• _Exercise directions_: Repeat the listing below in full and exactly, but without its pictures.

• _Records provided_:
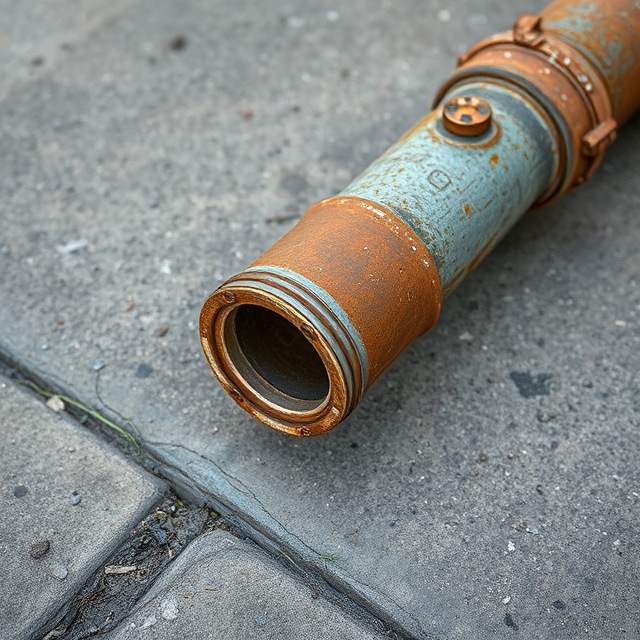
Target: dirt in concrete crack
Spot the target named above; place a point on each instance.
(110, 595)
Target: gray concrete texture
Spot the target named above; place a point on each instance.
(221, 588)
(489, 482)
(68, 501)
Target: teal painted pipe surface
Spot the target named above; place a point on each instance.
(298, 337)
(461, 195)
(607, 33)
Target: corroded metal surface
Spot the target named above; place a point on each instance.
(299, 336)
(353, 280)
(462, 195)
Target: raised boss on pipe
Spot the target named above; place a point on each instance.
(299, 335)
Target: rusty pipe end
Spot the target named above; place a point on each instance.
(297, 337)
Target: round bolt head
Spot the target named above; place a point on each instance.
(308, 332)
(466, 116)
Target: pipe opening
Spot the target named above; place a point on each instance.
(274, 358)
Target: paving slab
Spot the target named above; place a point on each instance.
(68, 501)
(488, 483)
(221, 587)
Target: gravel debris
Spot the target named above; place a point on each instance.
(73, 246)
(39, 549)
(116, 569)
(56, 404)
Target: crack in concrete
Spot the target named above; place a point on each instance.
(268, 532)
(360, 592)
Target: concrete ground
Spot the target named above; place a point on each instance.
(487, 486)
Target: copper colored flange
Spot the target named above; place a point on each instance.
(569, 91)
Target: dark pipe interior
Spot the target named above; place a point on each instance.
(278, 351)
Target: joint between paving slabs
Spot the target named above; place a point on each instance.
(73, 624)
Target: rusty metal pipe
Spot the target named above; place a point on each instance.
(299, 335)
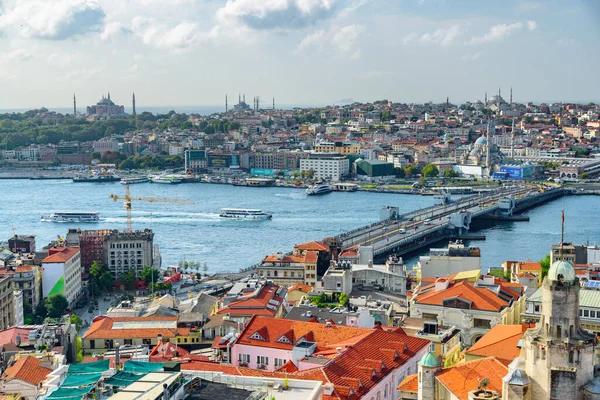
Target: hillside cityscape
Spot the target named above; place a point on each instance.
(392, 200)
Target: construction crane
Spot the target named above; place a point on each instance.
(128, 200)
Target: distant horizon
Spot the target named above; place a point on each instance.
(215, 108)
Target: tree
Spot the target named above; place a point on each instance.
(431, 171)
(150, 274)
(545, 263)
(128, 280)
(56, 304)
(75, 320)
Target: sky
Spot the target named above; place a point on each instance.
(302, 52)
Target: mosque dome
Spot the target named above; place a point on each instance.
(429, 360)
(562, 268)
(481, 141)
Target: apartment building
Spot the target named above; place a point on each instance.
(327, 166)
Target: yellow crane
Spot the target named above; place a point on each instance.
(128, 198)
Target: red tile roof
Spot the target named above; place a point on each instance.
(501, 342)
(60, 254)
(409, 384)
(257, 305)
(480, 298)
(102, 328)
(301, 287)
(273, 329)
(27, 369)
(461, 379)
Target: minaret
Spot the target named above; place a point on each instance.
(487, 149)
(512, 142)
(133, 104)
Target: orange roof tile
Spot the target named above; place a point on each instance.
(461, 379)
(480, 298)
(272, 329)
(501, 342)
(102, 328)
(301, 287)
(27, 369)
(60, 254)
(409, 384)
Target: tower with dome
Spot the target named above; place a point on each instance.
(557, 356)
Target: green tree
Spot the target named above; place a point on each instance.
(56, 304)
(430, 171)
(150, 274)
(545, 263)
(75, 320)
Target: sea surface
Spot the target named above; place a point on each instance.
(196, 233)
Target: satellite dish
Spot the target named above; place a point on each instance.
(483, 383)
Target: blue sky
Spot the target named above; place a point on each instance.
(193, 52)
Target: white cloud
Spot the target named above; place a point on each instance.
(344, 41)
(51, 19)
(180, 37)
(239, 17)
(16, 55)
(441, 36)
(313, 39)
(497, 32)
(114, 29)
(471, 57)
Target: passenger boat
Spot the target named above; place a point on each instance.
(319, 188)
(165, 179)
(72, 217)
(131, 181)
(243, 213)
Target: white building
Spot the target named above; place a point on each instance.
(62, 273)
(18, 308)
(452, 260)
(327, 166)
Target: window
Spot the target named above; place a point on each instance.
(262, 360)
(279, 362)
(244, 358)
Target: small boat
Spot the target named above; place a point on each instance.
(165, 179)
(131, 181)
(319, 188)
(243, 213)
(72, 217)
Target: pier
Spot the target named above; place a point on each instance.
(401, 234)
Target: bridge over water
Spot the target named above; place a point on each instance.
(400, 234)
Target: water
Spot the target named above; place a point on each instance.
(196, 233)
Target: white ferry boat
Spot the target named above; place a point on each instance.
(243, 213)
(72, 217)
(131, 181)
(165, 179)
(320, 188)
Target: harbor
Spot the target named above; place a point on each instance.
(196, 232)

• _Your response_:
Target: dirt in concrete crack
Spot the target named above; place a point on each instance.
(110, 595)
Target: gray concrete texture
Spot the target named above; place a point on each instance.
(221, 588)
(489, 482)
(68, 501)
Target: teal painted pipe surface
Spot the target named above; place a point on each instance.
(298, 337)
(461, 195)
(607, 33)
Target: corroded metal surface
Spot the target named above; place a point on each instance.
(299, 336)
(353, 280)
(462, 195)
Target: raised boss on pipe
Spot the target named above; place a point on each instance.
(299, 335)
Target: rusty pipe end
Spot the target named above; place a point on each instance.
(297, 337)
Target: round bolt head
Spot the target named above; place a point on each instance.
(308, 332)
(466, 116)
Target: pipe opening
Spot the target named above; place a point on each instance.
(274, 358)
Target: paving slab
Spot the target named above; place a point on each instance.
(68, 501)
(488, 483)
(221, 587)
Target: gravel debris
Spot the target named above; place a point on each instance.
(73, 246)
(39, 549)
(116, 569)
(56, 404)
Target: crack in concrete
Spot the target named above; place a point on each instance.
(268, 532)
(360, 592)
Target: concrete ground
Spot the target named above; place a point on each instance.
(487, 486)
Target: copper colored flange
Spot the target named above; place a point on each instance.
(569, 91)
Target: dark pipe interior
Spot the target named above; place a point on each instance.
(278, 351)
Target: joint between paving slabs
Spot the target named above; place a point on each instance.
(73, 624)
Target: rusty metal pipe
Spot the target named above; place a point on each instance.
(299, 335)
Target: hillside cityscape
Spot the target named above; place a point on each instance.
(392, 200)
Target: construction crane
Spot the target named above; place a point on each instance.
(128, 200)
Target: distant horizon
Spot the target named above; place a point on each instance.
(215, 108)
Target: tree
Spot the target named above; place a point on each instance.
(431, 171)
(150, 274)
(545, 263)
(128, 280)
(56, 304)
(75, 320)
Target: sky
Spot the target named above; place a point on each instance.
(302, 52)
Target: mosque dome
Spot the target named above; place a point on each instance.
(429, 360)
(562, 268)
(481, 141)
Target: apartment building
Spot the target named above; place a point on each instance.
(327, 166)
Target: yellow crane
Spot the target named above; place a point on each instance.
(128, 198)
Target: red tile roof
Spot the target named above; place a point on each instance.
(501, 342)
(60, 254)
(409, 384)
(257, 305)
(480, 298)
(102, 328)
(301, 287)
(273, 329)
(27, 369)
(461, 379)
Target: minaret
Spot the target named above; place a point on each instance.
(487, 149)
(512, 142)
(133, 104)
Target: orange roof tile
Spot the target named above; place a point on each instance.
(461, 379)
(480, 298)
(272, 329)
(501, 342)
(102, 328)
(301, 287)
(27, 369)
(60, 254)
(409, 384)
Target: tower with dome
Spot the target named above; place a point on each instance.
(557, 356)
Target: green tree
Spot the target named above; place a point on each instance.
(56, 304)
(430, 171)
(150, 274)
(545, 263)
(75, 320)
Target: sea surface
Spot the target named above; place a point on each instance.
(196, 233)
Target: satellite dish
Spot the target named above; place a point on each instance.
(483, 383)
Target: blue sky
Spot the target named above; place a point on each instance.
(193, 52)
Target: white cloud
Spot the target named above; place a point on each instance.
(344, 41)
(51, 19)
(180, 37)
(239, 17)
(16, 55)
(441, 36)
(313, 39)
(497, 32)
(114, 29)
(471, 57)
Target: passenger boat
Spot the target named above; place a point on each instance.
(319, 188)
(165, 179)
(72, 217)
(131, 181)
(243, 213)
Target: white building
Spot the target named above; place a point on each instance.
(62, 273)
(18, 308)
(452, 260)
(327, 166)
Target: window
Spot the target named above; place a point on each instance.
(262, 360)
(279, 362)
(244, 358)
Target: small boat
Spot the target named above; place a point on each instance.
(165, 179)
(131, 181)
(319, 188)
(243, 213)
(72, 217)
Target: pier
Spot the target named above; place a point on each instance.
(401, 234)
Target: bridge over water
Spot the target named above; place a point on each instance.
(400, 234)
Target: water
Spot the target named above; place a point on each instance.
(196, 233)
Target: white ferry boat
Spot the target named above; place a point on each instance.
(243, 213)
(72, 217)
(131, 181)
(165, 179)
(320, 188)
Target: harbor
Spot the target named above; place a point on each instance.
(196, 232)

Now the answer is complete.